DIRECTIONS FOR THIS TASK
Give the records again exactly. Pictures do not belong in the copy.

DATASET EXCERPTS

───

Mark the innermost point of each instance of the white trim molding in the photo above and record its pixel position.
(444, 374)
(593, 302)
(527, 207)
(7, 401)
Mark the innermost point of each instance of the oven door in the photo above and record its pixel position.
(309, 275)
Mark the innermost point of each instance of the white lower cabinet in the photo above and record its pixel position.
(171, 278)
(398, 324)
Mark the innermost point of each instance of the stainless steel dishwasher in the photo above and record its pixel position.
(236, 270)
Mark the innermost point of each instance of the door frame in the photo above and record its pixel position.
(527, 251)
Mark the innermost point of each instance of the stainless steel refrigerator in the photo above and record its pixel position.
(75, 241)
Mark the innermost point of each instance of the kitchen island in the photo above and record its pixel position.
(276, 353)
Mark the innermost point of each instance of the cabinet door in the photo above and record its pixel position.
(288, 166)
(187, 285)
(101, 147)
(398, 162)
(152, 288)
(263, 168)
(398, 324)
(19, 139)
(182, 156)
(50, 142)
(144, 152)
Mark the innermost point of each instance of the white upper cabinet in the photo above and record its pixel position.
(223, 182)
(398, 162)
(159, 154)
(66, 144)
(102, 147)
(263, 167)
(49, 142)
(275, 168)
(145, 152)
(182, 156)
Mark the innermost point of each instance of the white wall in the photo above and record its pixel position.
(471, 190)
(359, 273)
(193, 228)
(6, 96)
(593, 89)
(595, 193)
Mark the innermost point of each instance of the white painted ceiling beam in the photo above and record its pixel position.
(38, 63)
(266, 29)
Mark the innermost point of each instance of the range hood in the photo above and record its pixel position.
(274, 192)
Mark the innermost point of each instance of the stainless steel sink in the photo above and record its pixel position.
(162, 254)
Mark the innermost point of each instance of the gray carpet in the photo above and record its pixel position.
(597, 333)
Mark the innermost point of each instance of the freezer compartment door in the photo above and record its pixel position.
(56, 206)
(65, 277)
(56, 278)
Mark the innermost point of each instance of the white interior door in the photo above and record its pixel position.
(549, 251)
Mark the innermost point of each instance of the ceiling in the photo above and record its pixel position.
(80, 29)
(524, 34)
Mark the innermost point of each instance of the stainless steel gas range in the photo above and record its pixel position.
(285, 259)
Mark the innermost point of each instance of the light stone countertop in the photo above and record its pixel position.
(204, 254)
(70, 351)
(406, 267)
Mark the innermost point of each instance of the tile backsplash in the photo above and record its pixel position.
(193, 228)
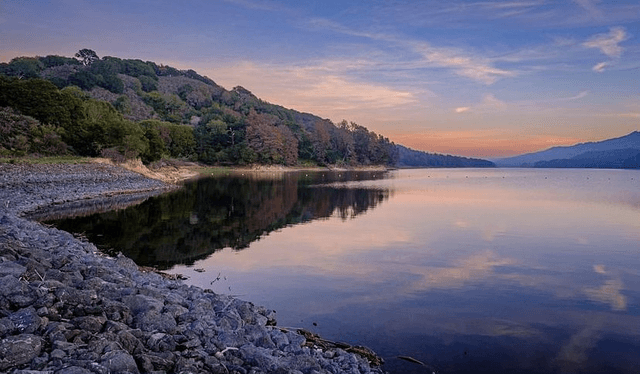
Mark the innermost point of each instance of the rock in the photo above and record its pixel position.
(152, 321)
(11, 268)
(119, 362)
(66, 309)
(18, 350)
(26, 321)
(89, 323)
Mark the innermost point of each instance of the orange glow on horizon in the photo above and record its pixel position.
(480, 143)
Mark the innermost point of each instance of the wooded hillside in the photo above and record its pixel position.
(126, 108)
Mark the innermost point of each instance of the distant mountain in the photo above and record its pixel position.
(615, 159)
(126, 108)
(606, 152)
(408, 158)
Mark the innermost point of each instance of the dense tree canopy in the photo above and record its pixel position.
(133, 108)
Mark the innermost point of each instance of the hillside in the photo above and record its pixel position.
(614, 159)
(408, 158)
(599, 152)
(127, 108)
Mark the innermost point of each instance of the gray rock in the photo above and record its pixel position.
(119, 362)
(11, 268)
(18, 350)
(152, 321)
(141, 303)
(26, 321)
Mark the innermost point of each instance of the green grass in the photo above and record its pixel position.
(45, 160)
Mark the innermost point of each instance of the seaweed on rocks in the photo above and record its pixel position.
(66, 308)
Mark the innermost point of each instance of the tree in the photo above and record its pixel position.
(87, 56)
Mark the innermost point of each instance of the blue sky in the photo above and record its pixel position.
(475, 78)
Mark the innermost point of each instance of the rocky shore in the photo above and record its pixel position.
(66, 308)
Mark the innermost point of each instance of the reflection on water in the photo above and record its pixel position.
(223, 212)
(501, 271)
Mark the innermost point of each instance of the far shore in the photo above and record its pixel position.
(178, 171)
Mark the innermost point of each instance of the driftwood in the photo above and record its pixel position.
(315, 341)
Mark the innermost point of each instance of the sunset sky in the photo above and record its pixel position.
(473, 78)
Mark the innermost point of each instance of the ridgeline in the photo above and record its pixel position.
(129, 108)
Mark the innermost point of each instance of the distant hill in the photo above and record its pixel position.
(615, 159)
(608, 153)
(408, 158)
(129, 108)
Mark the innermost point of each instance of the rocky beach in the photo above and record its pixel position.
(67, 308)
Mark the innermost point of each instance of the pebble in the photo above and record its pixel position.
(64, 307)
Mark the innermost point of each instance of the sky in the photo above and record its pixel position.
(471, 78)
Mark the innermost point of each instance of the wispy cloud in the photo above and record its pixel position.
(590, 7)
(257, 4)
(608, 43)
(477, 68)
(600, 67)
(462, 63)
(320, 88)
(580, 95)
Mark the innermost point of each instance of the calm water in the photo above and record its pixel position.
(469, 271)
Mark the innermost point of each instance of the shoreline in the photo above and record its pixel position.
(65, 307)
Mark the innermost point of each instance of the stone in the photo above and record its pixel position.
(89, 323)
(18, 350)
(152, 321)
(26, 321)
(119, 362)
(11, 268)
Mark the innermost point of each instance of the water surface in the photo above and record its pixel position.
(469, 271)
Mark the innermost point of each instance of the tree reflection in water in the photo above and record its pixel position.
(229, 211)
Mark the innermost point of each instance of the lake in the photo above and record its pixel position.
(466, 270)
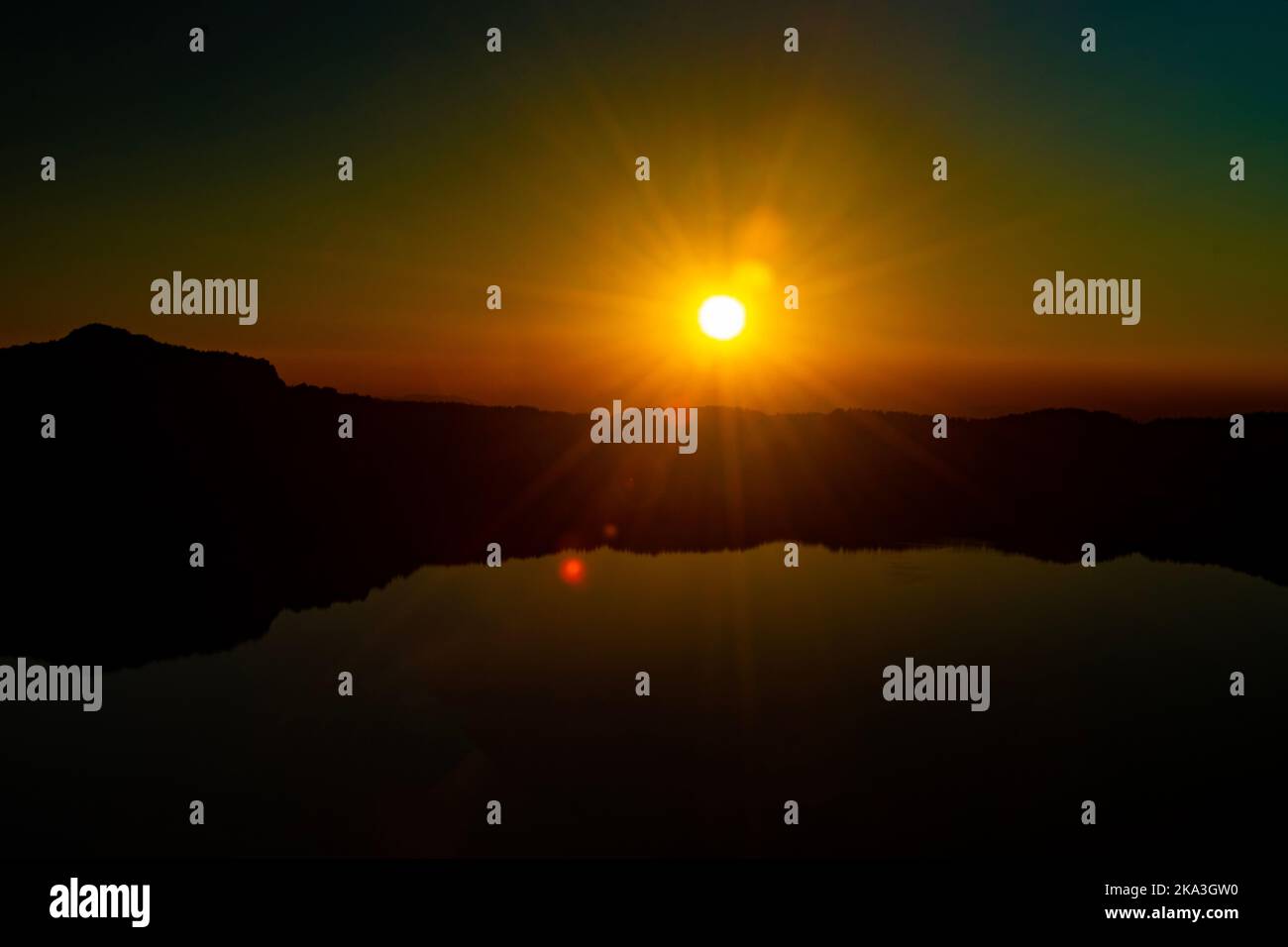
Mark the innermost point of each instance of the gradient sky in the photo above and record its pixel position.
(767, 169)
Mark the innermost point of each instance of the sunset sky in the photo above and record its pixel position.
(768, 169)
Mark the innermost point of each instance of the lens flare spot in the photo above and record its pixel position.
(572, 571)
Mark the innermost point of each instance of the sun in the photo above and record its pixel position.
(721, 317)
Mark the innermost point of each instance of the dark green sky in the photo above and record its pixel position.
(812, 169)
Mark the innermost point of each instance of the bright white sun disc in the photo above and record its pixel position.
(721, 317)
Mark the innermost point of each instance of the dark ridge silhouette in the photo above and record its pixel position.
(159, 447)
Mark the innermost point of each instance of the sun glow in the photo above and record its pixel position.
(721, 317)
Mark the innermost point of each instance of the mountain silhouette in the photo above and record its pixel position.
(159, 447)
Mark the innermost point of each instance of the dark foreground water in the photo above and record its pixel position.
(511, 684)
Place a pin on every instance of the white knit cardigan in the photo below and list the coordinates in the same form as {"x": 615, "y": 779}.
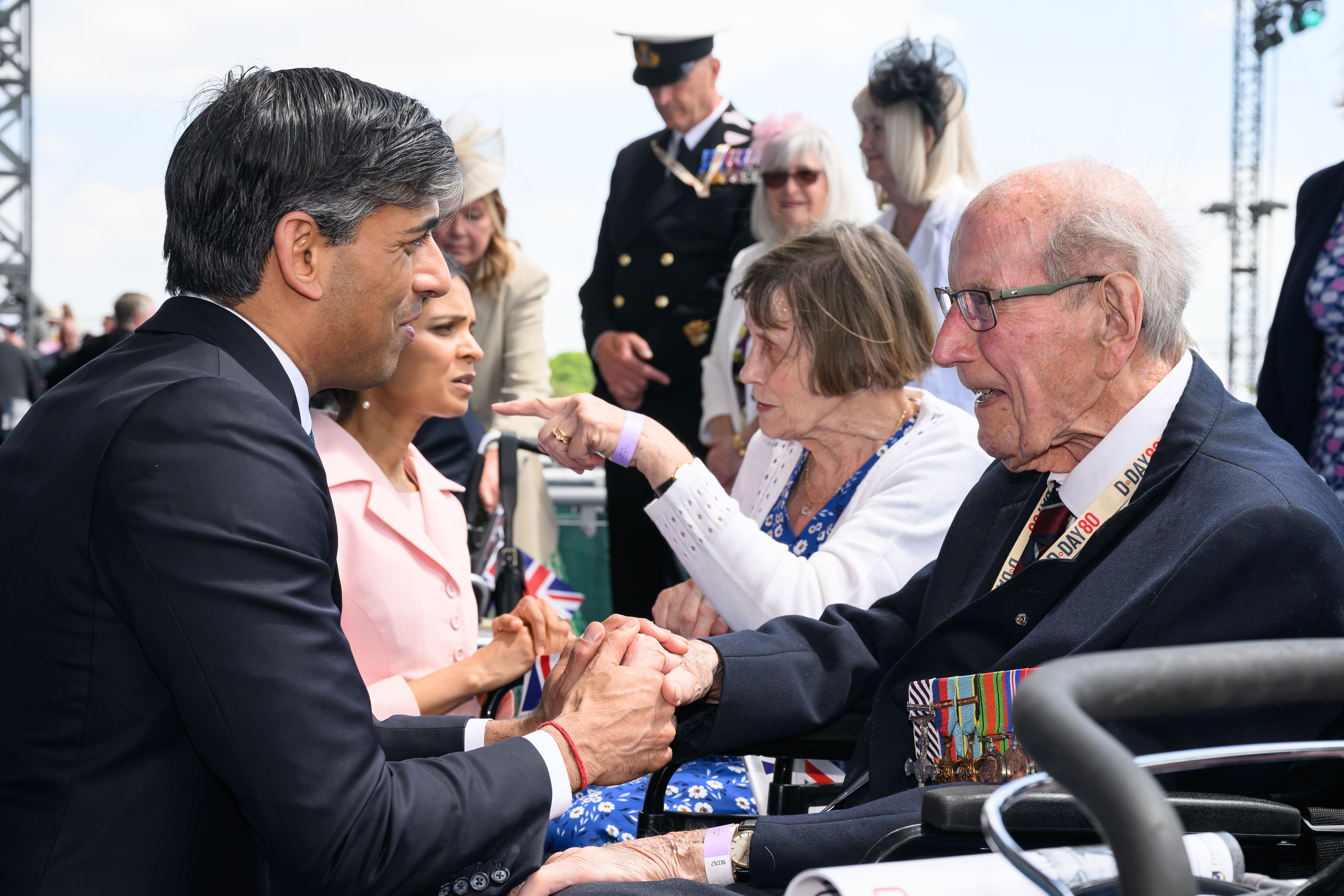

───

RESULT OF THE TASK
Mark the innermost point of each instance of the white trim molding in the photo above and record its pixel position.
(444, 374)
(593, 302)
(527, 207)
(7, 401)
Mark the innermost point of each instance of the oven door in the photo above and record its pixel position.
(309, 275)
Mark the innermost point of each instance of the white lower cabinet in the photo above and record its pixel position.
(171, 278)
(398, 324)
Mark the innermost point of each instance of the stainless steel dishwasher in the photo above and record its pixel position.
(236, 270)
Mark the innermost point of each instance of the door frame in the photo above and record its pixel position.
(527, 251)
Mark the innermost point of each instance of the stainless steel refrigerator in the photo above and record its pixel position.
(75, 241)
Mark the innermost point of each instance of the kitchen island in the photo above and record its pixel position.
(276, 353)
Mark the innermost point of each instance of the cabinet door in the photo above and record its pixel position.
(288, 166)
(187, 285)
(101, 147)
(398, 162)
(152, 288)
(263, 168)
(398, 324)
(19, 139)
(182, 156)
(50, 142)
(144, 152)
Mark the innermost point of each instance of the white upper cabinet in the photo above and record its pixel position.
(223, 182)
(398, 162)
(159, 154)
(66, 144)
(102, 147)
(263, 167)
(49, 142)
(275, 168)
(145, 152)
(182, 156)
Mark the innermost point of each instance of the white wall in the photo above and record its pixel position.
(471, 190)
(359, 273)
(193, 228)
(6, 96)
(593, 89)
(595, 193)
Mark the innermost point of each instance of the white painted ceiling beam in the photo above and record its pixel position.
(38, 63)
(266, 29)
Mark the innermost point of each instance of the range hood in the photo above and record its pixel position.
(274, 192)
Mark the innermost point of each instance of the stainless steel sink in the photo above and record its pixel position.
(162, 254)
Mark the innermost point of each instance of the gray carpet in the photo above and record its pixel position.
(597, 333)
Mark the innermost point of each instance of the freezer compartment door in the photo above and record its pixel position.
(56, 206)
(65, 277)
(56, 278)
Mark the innermost point of each instance of the white interior door in the photo above and record its pixel position.
(549, 251)
Mark the innermost point of each instance of the ceiling in the photo above and record its pixel position.
(80, 29)
(524, 34)
Mark the innermost point of each instance of the stainless steel gas range in the photo above and record its pixel position.
(285, 259)
Mark the innermost point of each instance of the light stone countertop in the photo above and record its pixel position.
(204, 254)
(70, 351)
(406, 267)
Mark the innermost point of each instance of the tile backsplash in the photo above and record its pixel position.
(193, 228)
Mark the innermost point of each instance of the rock in the photo above and record its pixel position.
(152, 321)
(11, 268)
(119, 362)
(66, 309)
(18, 350)
(26, 321)
(89, 323)
Mark the innermost point of each instance of the orange glow on horizon in the photo above and record its pixel position.
(480, 143)
Mark the innermost point of each instance of the wooded hillside in the photo above and record its pixel position.
(126, 108)
Mark the innermost point of each instance of the distant mountain in the photo above and record its pixel position.
(615, 159)
(126, 108)
(606, 152)
(408, 158)
Mark the innermost point of each instance of the dense tree canopy in the photo above and record its pixel position.
(133, 108)
Mark the innermost point of each instance of the hillside in the photo above and record its pixel position.
(614, 159)
(408, 158)
(599, 152)
(127, 108)
Mark the innermost point of each instance of the gray rock in the photo above and record its pixel position.
(119, 362)
(11, 268)
(18, 350)
(152, 321)
(141, 303)
(26, 321)
Mark the innermost point of each instance of the green grass in the photo above and record its pixel position.
(45, 160)
Mark the innermost point of each instance of the seaweed on rocks in the photo above and record its pixel position.
(66, 308)
Mark the innermost point of each instance of the tree in the photo above and record its pixel position.
(87, 56)
Mark the innermost point of each instance of the blue sky in the photo above and record its pixel position.
(475, 78)
Mark the innermost point of each instance of the rocky shore in the photo above and record its pixel position.
(66, 308)
Mark the innermost point of each instance of the reflection on water in the photo above and record its pixel position.
(223, 212)
(501, 271)
Mark the innermost point of each instance of the far shore in the photo above and record its pixel position.
(178, 171)
Mark the innermost point of each instance of the driftwood in the photo above and record its pixel position.
(315, 341)
Mark the innermost point of each instance of the sunset sky in the photo above and record its pixel position.
(473, 78)
Mark the innermost point of each instance of the ridgeline in the photo above and record its pixel position.
(129, 108)
Mark the innermost point of each instance of the distant hill in the photo above and record its pixel position.
(615, 159)
(608, 153)
(408, 158)
(129, 108)
Mark the innermost point of each instance of the rocky beach in the photo above and record its pixel position.
(67, 308)
Mark the innermost point of each instance of the pebble in the photo above and record its pixel position.
(64, 307)
Mark the innermost point of each instance of the sky in the photo above and record its pixel position.
(471, 78)
Mark the innermost point of each instance of the wispy cloud in the photo above and record its pixel position.
(590, 7)
(257, 4)
(608, 43)
(477, 68)
(600, 67)
(462, 63)
(320, 88)
(580, 95)
Mark the innermost point of each instance of the calm water in the photo above and record its pixel position.
(469, 271)
Mark the innermost point of each instance of the shoreline in the photo above and record its pixel position.
(65, 307)
Mark the innermost point of each instance of the stone in the photo above and record its pixel position.
(89, 323)
(18, 350)
(152, 321)
(26, 321)
(119, 362)
(11, 268)
Mark the innermost point of each instance of the water surface in the photo above and record its pixel position.
(469, 271)
Mark the innermost point of each instance of the tree reflection in water in the photo above and record its pixel position.
(229, 211)
Mark the innermost point of each instance of the lake in the photo above and record its pixel position.
(466, 270)
Mark the innermost point of each instance of the gradient sky in the photo above and record its pixel position.
(767, 169)
Mark the innermost point of each instance of the sunset sky in the photo above and record its pixel position.
(768, 169)
Mark the innermost point of each instance of the lens flare spot in the photo above and record its pixel position.
(572, 571)
Mark the innermost point of each instance of the sun in the photo above and record its pixel position.
(721, 317)
Mark the innermost point of each instance of the dark green sky in the photo above and record its pixel position.
(812, 169)
Mark the innermost point of each instance of the bright white sun disc in the photo above and record its pixel position.
(721, 317)
Mark the innermost point of each instance of the dark ridge silhouette in the photo above and record its pixel position.
(159, 447)
Mark the innermost point of each instance of the sun glow in the photo above and record its pixel position.
(721, 317)
Mark the innermost point of each instance of the mountain silhouette in the photo above and record its pixel position.
(159, 447)
Mark the innermost point of each instance of the dark foreground water in the photo above and record its pixel position.
(511, 684)
Place a pin on every instance of the white knit cardigan in the photo below and list the coordinates in the same form as {"x": 615, "y": 779}.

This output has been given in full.